* TASKS TO COMPLETE *
[a] Using the NVMe patch excerpt, decide whether each statement agrees with it. Answer yes or no for each, quoting the words of the excerpt that settle it. (i) Polling should be an io_uring level feature. (ii) The diff removes a local variable named rq_flags from nvme_submit_user_cmd. (iii) The changed file lies under drivers/nvme/target.
[b] Summarize the NVMe patch excerpt in two sentences.
[c] Write out the NVMe patch excerpt word for word, starting with "diff --git a/drivers/nvme/host/ioctl.c" and going on through "unsigned int rq_flags)".

* GIVEN TEXT *
################

Yes, polling should be a io_uring level feature.

diff --git a/drivers/nvme/host/ioctl.c b/drivers/nvme/host/ioctl.c
index a4cde210aab9..a6712fb3eb98 100644
--- a/drivers/nvme/host/ioctl.c
+++ b/drivers/nvme/host/ioctl.c
@@ -132,7 +132,7 @@  static int nvme_submit_user_cmd(struct request_queue *q,
 		struct nvme_command *cmd, u64 ubuffer,
 		unsigned bufflen, void __user *meta_buffer, unsigned meta_len,
 		u32 meta_seed, u64 *result, unsigned timeout,
-		struct io_uring_cmd *ioucmd)
+		struct io_uring_cmd *ioucmd, unsigned int rq_flags)
 {
 	bool write = nvme_is_write(cmd);
 	struct nvme_ns *ns = q->queuedata;
@@ -140,7 +140,6 @@  static int nvme_submit_user_cmd(struct request_queue *q,
 	struct request *req;
 	struct bio *bio = NULL;
 	void *meta = NULL;
-	unsigned int rq_flags = 0;
 	blk_mq_req_flags_t blk_flags = 0;
 	int ret;
 
@@ -216,11 +215,12 @@  static int nvme_submit_io(struct nvme_ns *ns, struct nvme_user_io __user *uio)

################

* RECORDED INFORMATION *
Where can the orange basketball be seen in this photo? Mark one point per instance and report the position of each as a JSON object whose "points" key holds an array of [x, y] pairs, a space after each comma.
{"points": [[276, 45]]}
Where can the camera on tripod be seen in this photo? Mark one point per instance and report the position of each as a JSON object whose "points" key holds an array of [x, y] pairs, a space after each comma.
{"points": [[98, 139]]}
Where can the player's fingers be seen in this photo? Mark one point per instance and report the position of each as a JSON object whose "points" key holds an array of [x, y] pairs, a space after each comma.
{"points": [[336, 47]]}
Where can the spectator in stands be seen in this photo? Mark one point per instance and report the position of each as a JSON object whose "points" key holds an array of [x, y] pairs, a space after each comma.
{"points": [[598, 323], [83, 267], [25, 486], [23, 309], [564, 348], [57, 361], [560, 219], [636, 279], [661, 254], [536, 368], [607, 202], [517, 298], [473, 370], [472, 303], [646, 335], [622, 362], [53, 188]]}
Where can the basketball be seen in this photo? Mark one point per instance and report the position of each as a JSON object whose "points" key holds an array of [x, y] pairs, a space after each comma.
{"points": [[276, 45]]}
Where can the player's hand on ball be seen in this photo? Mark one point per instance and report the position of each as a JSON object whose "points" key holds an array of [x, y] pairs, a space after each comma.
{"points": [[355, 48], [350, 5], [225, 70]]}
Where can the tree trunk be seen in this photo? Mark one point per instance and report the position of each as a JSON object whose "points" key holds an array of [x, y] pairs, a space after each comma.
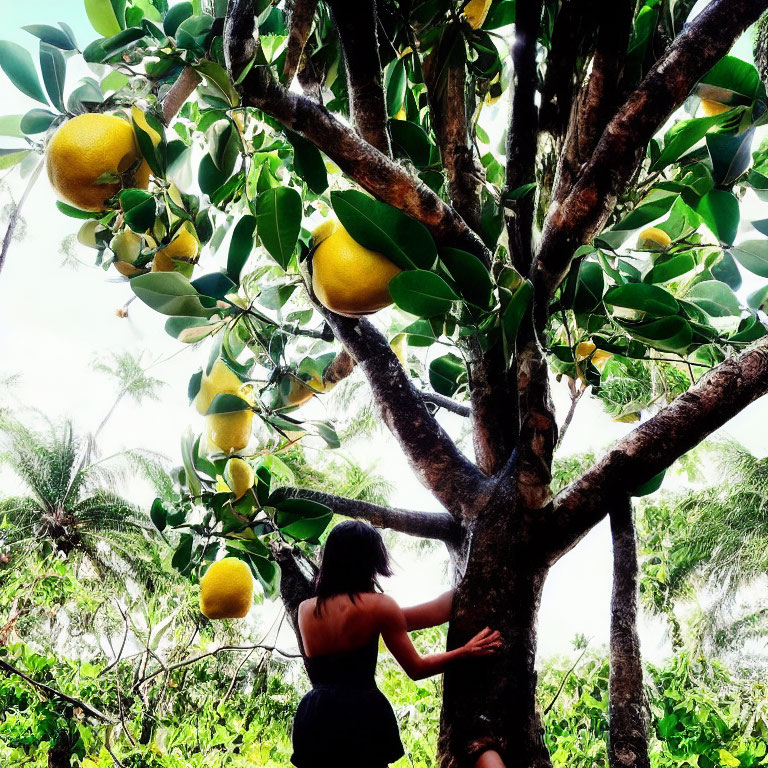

################

* RESULTS FOR THE EXERCISE *
[a]
(i) Yes: "Yes, polling should be a io_uring level feature."
(ii) Yes: "-	unsigned int rq_flags = 0;"
(iii) No: "drivers/nvme/host/ioctl.c"

[b] The excerpt states that polling should be a feature at the io_uring level. Its diff to drivers/nvme/host/ioctl.c adds an unsigned int rq_flags parameter to nvme_submit_user_cmd and removes the local rq_flags variable that had been initialized to 0.

[c]
diff --git a/drivers/nvme/host/ioctl.c b/drivers/nvme/host/ioctl.c
index a4cde210aab9..a6712fb3eb98 100644
--- a/drivers/nvme/host/ioctl.c
+++ b/drivers/nvme/host/ioctl.c
@@ -132,7 +132,7 @@  static int nvme_submit_user_cmd(struct request_queue *q,
 		struct nvme_command *cmd, u64 ubuffer,
 		unsigned bufflen, void __user *meta_buffer, unsigned meta_len,
 		u32 meta_seed, u64 *result, unsigned timeout,
-		struct io_uring_cmd *ioucmd)
+		struct io_uring_cmd *ioucmd, unsigned int rq_flags)